▶ _Objective_: Output the material verbatim from its first line through the line containing "column 318, row 119", including both of those lines.

▶ _Task material_:

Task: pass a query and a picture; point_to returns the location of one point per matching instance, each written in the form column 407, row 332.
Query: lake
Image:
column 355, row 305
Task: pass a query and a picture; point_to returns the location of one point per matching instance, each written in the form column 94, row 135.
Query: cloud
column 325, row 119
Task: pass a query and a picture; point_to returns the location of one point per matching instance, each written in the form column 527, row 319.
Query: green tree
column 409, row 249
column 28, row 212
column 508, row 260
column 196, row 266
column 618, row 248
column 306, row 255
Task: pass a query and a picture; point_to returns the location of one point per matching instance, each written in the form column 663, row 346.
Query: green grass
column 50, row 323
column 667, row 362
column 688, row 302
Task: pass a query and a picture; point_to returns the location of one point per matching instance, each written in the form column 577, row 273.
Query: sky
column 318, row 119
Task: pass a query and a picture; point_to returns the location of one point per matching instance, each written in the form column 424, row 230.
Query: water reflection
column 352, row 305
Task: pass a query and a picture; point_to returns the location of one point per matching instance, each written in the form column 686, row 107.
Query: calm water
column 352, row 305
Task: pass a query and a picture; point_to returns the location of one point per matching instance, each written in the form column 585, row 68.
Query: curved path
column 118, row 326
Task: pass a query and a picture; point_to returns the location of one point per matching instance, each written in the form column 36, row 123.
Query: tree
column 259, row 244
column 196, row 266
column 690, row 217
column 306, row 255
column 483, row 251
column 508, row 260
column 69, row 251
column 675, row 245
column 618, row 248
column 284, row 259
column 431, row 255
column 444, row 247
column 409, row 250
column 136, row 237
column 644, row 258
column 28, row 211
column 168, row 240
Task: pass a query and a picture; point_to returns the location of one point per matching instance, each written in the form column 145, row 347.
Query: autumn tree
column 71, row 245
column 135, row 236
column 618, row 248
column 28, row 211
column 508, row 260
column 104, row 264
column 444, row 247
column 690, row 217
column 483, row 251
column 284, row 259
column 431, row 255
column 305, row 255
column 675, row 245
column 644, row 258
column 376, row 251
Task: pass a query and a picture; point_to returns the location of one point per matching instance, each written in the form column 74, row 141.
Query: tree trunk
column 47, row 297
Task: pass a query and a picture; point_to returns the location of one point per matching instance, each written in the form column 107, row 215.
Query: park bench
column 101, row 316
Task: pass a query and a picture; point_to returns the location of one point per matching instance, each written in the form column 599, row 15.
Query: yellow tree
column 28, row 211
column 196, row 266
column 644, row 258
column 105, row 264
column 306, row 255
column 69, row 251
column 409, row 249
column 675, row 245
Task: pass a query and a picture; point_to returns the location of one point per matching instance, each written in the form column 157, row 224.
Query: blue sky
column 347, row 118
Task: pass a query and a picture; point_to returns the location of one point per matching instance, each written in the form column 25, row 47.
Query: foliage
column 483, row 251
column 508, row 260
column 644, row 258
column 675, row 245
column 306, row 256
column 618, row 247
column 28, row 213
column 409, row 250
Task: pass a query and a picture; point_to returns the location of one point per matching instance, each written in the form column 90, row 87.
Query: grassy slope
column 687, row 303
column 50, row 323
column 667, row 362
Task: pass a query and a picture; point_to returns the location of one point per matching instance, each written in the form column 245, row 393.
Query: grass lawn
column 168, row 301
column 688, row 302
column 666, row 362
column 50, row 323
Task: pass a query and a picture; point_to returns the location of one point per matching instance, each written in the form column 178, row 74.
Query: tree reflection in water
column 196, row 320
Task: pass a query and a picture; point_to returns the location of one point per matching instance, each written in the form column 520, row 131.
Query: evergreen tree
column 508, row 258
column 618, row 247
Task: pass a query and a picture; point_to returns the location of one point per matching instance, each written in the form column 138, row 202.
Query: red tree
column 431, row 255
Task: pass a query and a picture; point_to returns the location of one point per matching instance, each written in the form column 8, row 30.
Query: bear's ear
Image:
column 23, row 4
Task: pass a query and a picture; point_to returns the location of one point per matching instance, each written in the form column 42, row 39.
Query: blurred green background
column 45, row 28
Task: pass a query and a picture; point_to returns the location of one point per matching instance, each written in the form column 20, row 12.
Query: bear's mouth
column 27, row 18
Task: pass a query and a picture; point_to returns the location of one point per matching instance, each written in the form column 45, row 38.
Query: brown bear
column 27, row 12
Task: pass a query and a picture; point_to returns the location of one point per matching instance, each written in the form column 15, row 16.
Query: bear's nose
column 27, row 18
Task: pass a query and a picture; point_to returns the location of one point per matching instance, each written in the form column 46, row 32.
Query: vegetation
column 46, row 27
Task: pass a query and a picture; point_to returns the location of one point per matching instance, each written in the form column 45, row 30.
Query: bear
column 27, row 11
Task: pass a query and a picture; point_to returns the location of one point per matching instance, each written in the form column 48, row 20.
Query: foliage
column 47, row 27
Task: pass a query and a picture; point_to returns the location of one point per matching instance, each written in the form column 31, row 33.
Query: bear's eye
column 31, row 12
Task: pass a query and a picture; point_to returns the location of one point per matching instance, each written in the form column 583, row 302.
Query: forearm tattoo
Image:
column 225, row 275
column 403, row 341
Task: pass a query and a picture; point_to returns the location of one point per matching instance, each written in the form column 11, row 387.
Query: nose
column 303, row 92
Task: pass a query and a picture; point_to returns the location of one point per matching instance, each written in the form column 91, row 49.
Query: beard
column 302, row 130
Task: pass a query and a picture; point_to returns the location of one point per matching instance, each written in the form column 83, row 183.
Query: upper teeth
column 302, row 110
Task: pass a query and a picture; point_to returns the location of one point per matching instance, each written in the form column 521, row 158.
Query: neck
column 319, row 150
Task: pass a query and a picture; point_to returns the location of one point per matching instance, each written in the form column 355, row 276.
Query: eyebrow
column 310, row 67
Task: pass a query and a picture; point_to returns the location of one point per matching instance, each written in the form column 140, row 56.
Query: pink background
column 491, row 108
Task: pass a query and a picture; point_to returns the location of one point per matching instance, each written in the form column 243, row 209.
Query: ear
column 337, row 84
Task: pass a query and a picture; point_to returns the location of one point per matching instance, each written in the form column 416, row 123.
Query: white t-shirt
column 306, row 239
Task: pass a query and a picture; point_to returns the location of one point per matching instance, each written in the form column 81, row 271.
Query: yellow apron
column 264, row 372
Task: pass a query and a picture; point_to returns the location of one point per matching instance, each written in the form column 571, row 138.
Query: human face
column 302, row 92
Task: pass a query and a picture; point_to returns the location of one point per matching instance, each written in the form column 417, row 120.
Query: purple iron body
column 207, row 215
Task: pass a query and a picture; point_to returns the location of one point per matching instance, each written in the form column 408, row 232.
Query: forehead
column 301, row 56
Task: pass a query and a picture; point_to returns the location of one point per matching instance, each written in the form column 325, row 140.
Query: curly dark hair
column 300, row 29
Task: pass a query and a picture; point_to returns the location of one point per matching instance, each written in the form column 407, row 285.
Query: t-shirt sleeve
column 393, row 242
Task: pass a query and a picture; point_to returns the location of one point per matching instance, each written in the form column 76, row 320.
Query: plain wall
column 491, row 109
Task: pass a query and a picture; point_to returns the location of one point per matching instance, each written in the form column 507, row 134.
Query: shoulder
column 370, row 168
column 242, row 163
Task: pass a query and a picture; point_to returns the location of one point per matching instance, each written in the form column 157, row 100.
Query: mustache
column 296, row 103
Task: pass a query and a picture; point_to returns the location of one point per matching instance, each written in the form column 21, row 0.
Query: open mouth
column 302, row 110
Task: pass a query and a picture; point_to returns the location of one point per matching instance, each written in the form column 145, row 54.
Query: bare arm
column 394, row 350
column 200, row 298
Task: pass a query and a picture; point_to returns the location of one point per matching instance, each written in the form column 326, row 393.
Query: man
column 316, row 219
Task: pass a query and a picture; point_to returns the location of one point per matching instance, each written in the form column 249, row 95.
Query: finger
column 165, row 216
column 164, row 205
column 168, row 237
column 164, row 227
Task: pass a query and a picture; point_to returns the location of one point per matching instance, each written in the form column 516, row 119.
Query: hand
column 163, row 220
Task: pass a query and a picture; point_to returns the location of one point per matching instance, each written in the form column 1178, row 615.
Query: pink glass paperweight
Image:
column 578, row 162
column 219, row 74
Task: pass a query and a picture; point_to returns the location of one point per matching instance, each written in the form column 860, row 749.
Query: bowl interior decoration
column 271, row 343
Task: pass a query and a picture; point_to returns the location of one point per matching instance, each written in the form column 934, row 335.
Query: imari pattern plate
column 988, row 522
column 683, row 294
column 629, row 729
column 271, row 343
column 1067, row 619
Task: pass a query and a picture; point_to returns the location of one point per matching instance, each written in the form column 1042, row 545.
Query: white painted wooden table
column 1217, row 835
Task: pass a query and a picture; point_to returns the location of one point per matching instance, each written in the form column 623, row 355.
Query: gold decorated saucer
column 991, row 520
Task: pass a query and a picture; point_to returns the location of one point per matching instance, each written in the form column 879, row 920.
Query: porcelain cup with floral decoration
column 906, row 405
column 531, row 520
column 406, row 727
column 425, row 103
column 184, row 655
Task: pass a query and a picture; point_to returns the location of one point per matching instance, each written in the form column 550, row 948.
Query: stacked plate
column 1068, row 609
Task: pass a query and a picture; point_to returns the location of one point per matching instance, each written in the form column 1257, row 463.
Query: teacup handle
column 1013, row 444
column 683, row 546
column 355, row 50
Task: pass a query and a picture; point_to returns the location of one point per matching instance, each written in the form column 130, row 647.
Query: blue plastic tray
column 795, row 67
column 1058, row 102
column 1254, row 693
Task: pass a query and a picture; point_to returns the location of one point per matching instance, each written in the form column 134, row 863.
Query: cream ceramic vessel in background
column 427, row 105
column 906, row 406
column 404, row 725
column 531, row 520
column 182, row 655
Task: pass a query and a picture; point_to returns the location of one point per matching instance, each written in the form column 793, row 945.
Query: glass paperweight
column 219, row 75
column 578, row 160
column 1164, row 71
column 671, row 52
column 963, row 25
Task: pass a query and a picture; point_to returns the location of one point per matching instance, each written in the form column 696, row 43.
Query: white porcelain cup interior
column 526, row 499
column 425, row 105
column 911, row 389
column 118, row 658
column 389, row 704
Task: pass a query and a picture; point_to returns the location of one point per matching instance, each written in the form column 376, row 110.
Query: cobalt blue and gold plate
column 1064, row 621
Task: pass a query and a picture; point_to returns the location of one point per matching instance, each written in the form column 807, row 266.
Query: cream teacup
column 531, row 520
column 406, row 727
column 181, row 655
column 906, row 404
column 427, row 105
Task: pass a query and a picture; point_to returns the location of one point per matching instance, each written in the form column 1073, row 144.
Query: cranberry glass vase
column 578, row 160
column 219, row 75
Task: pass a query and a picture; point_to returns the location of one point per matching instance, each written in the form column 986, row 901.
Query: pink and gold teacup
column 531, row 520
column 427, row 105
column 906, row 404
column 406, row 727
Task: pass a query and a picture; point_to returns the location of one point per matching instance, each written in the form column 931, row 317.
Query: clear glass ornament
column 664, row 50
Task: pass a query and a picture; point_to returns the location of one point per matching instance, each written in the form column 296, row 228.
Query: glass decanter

▶ _Task answer_:
Task: pass a query and a picture; point_to returns the location of one point per matching instance, each written in the form column 407, row 332.
Query: lake
Image:
column 355, row 305
Task: pass a query and a picture; point_to returns the location of one point per matching instance, each written in the form column 94, row 135.
Query: cloud
column 325, row 119
Task: pass a query and a picture; point_to returns the location of one point per matching instance, each written in the form column 527, row 319.
Query: green tree
column 409, row 249
column 28, row 212
column 508, row 260
column 196, row 266
column 618, row 248
column 306, row 255
Task: pass a query and a picture; point_to returns the location of one point per matching instance, each written in the form column 663, row 346.
Query: green grass
column 50, row 323
column 667, row 362
column 688, row 302
Task: pass a query and a picture; point_to returns the location of one point per matching instance, each written in the form column 577, row 273.
Query: sky
column 318, row 119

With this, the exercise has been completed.